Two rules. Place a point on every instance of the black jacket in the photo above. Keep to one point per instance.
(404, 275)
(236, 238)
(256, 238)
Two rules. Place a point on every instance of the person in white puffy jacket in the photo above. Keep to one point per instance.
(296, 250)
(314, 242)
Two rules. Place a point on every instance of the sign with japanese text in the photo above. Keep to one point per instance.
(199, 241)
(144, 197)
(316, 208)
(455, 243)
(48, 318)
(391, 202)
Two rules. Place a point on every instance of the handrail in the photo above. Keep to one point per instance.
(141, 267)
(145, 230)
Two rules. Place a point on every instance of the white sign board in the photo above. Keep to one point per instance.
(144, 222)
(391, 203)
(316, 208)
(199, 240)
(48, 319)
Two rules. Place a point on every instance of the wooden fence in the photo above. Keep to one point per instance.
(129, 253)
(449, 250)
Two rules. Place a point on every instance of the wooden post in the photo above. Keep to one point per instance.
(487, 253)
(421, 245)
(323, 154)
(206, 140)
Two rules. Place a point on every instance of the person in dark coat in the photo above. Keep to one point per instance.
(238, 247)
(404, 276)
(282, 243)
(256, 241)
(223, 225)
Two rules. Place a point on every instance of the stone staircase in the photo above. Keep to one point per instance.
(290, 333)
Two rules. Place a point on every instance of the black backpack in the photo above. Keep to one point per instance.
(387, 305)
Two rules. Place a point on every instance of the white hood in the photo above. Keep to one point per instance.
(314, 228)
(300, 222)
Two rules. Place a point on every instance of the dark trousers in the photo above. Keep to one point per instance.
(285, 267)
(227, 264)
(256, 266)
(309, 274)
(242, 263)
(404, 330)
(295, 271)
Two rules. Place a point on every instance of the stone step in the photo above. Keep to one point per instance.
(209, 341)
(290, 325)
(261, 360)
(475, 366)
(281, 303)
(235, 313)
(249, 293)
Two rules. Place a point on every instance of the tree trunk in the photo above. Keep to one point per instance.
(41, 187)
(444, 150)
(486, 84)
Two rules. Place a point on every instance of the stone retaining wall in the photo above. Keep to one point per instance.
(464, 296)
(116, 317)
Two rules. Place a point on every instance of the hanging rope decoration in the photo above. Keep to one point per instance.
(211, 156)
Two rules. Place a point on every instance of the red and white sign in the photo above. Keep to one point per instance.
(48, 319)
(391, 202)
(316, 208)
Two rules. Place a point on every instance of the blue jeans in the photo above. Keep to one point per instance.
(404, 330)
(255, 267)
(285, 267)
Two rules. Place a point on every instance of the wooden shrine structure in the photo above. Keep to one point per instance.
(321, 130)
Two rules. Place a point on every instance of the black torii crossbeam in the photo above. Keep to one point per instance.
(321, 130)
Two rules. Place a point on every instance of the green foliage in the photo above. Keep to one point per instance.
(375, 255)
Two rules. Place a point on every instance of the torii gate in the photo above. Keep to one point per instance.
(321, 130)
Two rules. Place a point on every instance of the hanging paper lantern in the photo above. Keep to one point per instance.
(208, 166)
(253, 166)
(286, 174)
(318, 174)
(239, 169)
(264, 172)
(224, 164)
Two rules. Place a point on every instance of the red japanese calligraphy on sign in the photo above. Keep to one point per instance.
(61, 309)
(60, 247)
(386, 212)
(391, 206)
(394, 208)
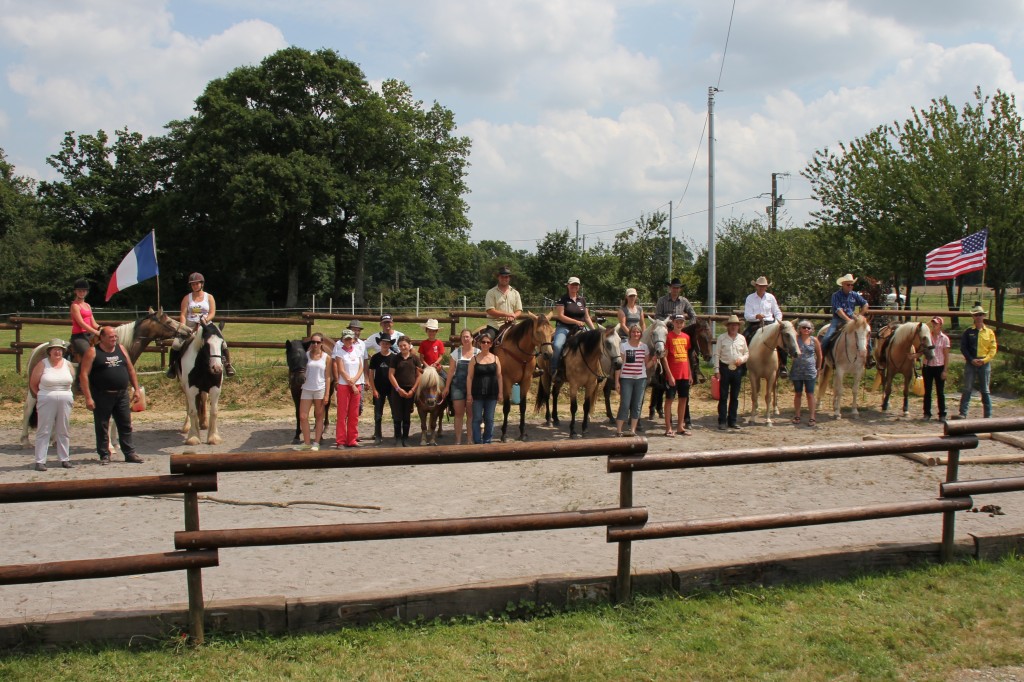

_ _ _ _

Return every entry exactly, dropping the pictures.

> **Result for this task**:
Two rules. Place a point on every instance of the black jacket in the photo above. Keep to one point per instance.
(404, 275)
(236, 238)
(256, 238)
Two rules. Place a point on every instance of the person in white puffy jacket in the photo above. Keep to one point per instance.
(296, 250)
(314, 242)
Two rules. Place a point on every instance of the sign with japanese text in the photo above. Keep to one point per instance.
(199, 241)
(144, 197)
(316, 208)
(455, 243)
(48, 318)
(391, 202)
Two rules. Place a point on every instance of the handrail in the photo above. Keep to one point per instance.
(141, 267)
(145, 230)
Two rules. Place a point on every instance of the white sign board in the photo above. Keep to one point per instance.
(144, 222)
(391, 203)
(316, 208)
(199, 240)
(48, 319)
Two rules. Place a point on every instance of the wooden fence in the photo above. Keep to one point per instance.
(129, 253)
(449, 250)
Two rules. Place a point on every instance of the wooden post in the photo above. Keep to one point per instance.
(487, 253)
(421, 245)
(323, 154)
(206, 140)
Two rules. Place a point on every instance of the person in dark coat in the photo above. Keep to one point per instance.
(238, 247)
(404, 276)
(282, 243)
(256, 241)
(223, 225)
Two rules. Place a point on every instance of the stone staircase in the photo above. Keep to one point per instance.
(290, 333)
Two rules. Place a point on every instance of the black backpack in the photo above. Keep to one point per instance.
(387, 305)
Two rules. Place a point on every instance of the white hood in the photo above. Keep to one point per instance.
(314, 228)
(300, 222)
Two rules. Place a point on every instance of the dark trousers in the photo above. Keep to one point per instance.
(285, 267)
(227, 264)
(256, 266)
(309, 274)
(242, 263)
(404, 330)
(295, 271)
Two rules. Place a point on every instance of the stone step in the photo above. Keep to one point per instance.
(209, 341)
(290, 325)
(261, 360)
(475, 366)
(281, 303)
(235, 313)
(249, 293)
Two rules. Place a point on every instance of the tree trunk in the photo above. Keep to one point per instance.
(41, 187)
(444, 150)
(486, 84)
Two rules. Place a point on every instance of the stone retaining wall in the photo above. Keep to one point per instance.
(464, 296)
(116, 317)
Two rules. Place a point on every instance of the hanging rope decoration in the photo above. Keep to one point per instance.
(211, 156)
Two rules. Place a point on every instance of the red and white sign in the photo above. Keep to one point per instance.
(48, 319)
(391, 202)
(316, 208)
Two rules. Place a point on every instance of the blue jeans in the photo above. Keep to one point per instance.
(404, 330)
(255, 267)
(285, 267)
Two rules. Place a point on every instance of the wooden shrine structure in the photo above. Keep to one point per instance.
(321, 130)
Two rules. Place a point on every instance of the black torii crossbeam in the photo above. Keep to one point per instance.
(321, 130)
Two rules. Place a point on every instance of the green foliage in the photo above. Keep to one point per instance.
(375, 255)
Two rules. Place a point on every instance of the torii gate in the photo above. Keep to one point per instance.
(321, 130)
Two rules. Place a point on every instance of the hanging paper lantern in the photo above. Keep to one point per instance.
(208, 166)
(253, 166)
(286, 174)
(318, 174)
(239, 169)
(264, 172)
(224, 164)
Two rules. Place a point on every instance of the red japanese calligraphy on sign in the photo above. Keep to one point per instance.
(61, 309)
(60, 247)
(386, 212)
(391, 206)
(394, 208)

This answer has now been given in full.